=== Dataset ===

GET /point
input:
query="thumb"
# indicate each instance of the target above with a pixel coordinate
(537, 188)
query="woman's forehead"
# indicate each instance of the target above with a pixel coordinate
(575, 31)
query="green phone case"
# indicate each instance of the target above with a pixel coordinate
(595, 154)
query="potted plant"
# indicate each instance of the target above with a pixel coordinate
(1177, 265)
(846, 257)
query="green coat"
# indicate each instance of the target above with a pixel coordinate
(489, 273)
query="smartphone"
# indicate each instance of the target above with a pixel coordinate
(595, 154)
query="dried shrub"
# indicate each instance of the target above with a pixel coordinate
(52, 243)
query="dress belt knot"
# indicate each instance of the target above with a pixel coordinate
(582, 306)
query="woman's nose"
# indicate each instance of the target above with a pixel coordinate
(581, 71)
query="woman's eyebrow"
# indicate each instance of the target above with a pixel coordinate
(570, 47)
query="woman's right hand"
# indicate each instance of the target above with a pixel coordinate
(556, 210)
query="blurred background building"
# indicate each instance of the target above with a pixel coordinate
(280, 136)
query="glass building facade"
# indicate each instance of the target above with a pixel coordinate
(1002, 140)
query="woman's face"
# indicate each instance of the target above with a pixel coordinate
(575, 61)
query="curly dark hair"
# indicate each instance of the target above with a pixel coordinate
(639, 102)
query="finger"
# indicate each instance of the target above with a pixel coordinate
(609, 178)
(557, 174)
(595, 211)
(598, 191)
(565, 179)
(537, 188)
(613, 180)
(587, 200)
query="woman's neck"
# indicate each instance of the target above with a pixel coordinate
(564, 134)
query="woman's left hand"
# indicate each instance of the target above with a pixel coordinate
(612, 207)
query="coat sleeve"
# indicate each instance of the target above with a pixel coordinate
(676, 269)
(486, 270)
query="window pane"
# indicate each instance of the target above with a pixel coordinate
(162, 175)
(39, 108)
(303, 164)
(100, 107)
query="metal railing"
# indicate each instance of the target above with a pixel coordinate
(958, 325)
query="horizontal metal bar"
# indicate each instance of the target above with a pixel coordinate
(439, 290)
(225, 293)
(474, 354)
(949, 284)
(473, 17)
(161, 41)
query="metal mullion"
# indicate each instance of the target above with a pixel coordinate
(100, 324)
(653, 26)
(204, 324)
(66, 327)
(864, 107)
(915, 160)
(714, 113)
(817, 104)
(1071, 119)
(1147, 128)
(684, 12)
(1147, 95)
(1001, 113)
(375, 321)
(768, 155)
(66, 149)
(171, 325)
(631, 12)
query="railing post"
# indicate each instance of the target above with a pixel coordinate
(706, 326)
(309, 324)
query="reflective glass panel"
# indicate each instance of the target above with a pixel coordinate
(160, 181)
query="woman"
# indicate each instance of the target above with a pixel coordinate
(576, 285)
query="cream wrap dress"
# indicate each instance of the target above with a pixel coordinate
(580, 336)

===

**What to produce:** Retype each record exactly, leaving nothing out.

**Response to the task:**
GET /point
input:
query="thumb"
# indicate each instance of the target above with a pixel coordinate
(537, 188)
query="woman's forehead"
# indicate each instance of the target above with a pixel coordinate
(575, 31)
query="green phone case"
# indicate each instance of the target above with a pixel coordinate
(595, 154)
query="potted plant"
# indicate each instance of the target above with a pixel coordinate
(1177, 265)
(846, 257)
query="green coat"
# indicate each instance of the target above with a pixel coordinate
(489, 273)
query="smartphone"
# indicate each instance of the target above with a pixel coordinate
(595, 154)
query="dried shrub"
# indicate each instance of the target above with a pixel coordinate
(52, 243)
query="dress belt knot"
# indicate each instance of the target above with a pixel coordinate
(582, 306)
query="woman's nose"
# indicate each instance of the target above with a pixel coordinate
(581, 71)
query="woman's eyebrow"
# indicate each instance of the target above with a pixel coordinate
(570, 47)
query="woman's right hand"
# indicate each instance of the target above with a pixel coordinate
(556, 210)
query="blurred background building"
# indicate each instance of the target above with a pixel coordinate
(280, 136)
query="glass building facade"
# indicate each instance of the target above with a pixel coordinate
(1002, 140)
query="woman's face"
# indicate each instance of the target above with a pixel coordinate
(575, 61)
query="curly dark hair"
# indicate each instance of the target above with a pixel coordinate
(639, 102)
query="finger"
# indicate each instance of the target above with a pixel coordinate
(609, 178)
(557, 174)
(595, 211)
(598, 191)
(565, 179)
(537, 188)
(613, 180)
(587, 200)
query="woman's neck"
# indicate each instance of the target above with a pixel coordinate
(564, 134)
query="woman's left hand"
# indicate each instance of the target above with a pixel coordinate
(612, 207)
query="coat sleeve"
# indicate each instance of the target above with a pixel coordinate
(676, 269)
(486, 270)
query="window pane"
# indicate each instance of the target above with a pixel coordinate
(162, 175)
(39, 108)
(303, 164)
(100, 107)
query="metal railing"
# indicate each instance of the target above with a pixel coordinate
(958, 325)
query="horizontal metal bar"
# indicate each instance of the target above with a pixel coordinate
(439, 290)
(225, 293)
(474, 354)
(949, 284)
(473, 17)
(161, 41)
query="metal mullion"
# indicate each instance of the target above with a pixel coordinate
(100, 324)
(653, 26)
(204, 324)
(66, 327)
(864, 107)
(915, 160)
(714, 113)
(817, 104)
(1071, 119)
(1147, 128)
(684, 12)
(1147, 95)
(1001, 113)
(375, 321)
(768, 155)
(66, 149)
(171, 325)
(631, 12)
query="railing post"
# indicate each instance of the target above with a pixel coordinate
(706, 326)
(309, 324)
query="reflective glass panel"
# indicate each instance of the target above with a pixel coordinate
(160, 181)
query="woman"
# indicate each instance of the target above with a pixel coordinate
(576, 285)
query="cream wrap dress"
# indicate each instance of the target above with a pixel coordinate
(580, 336)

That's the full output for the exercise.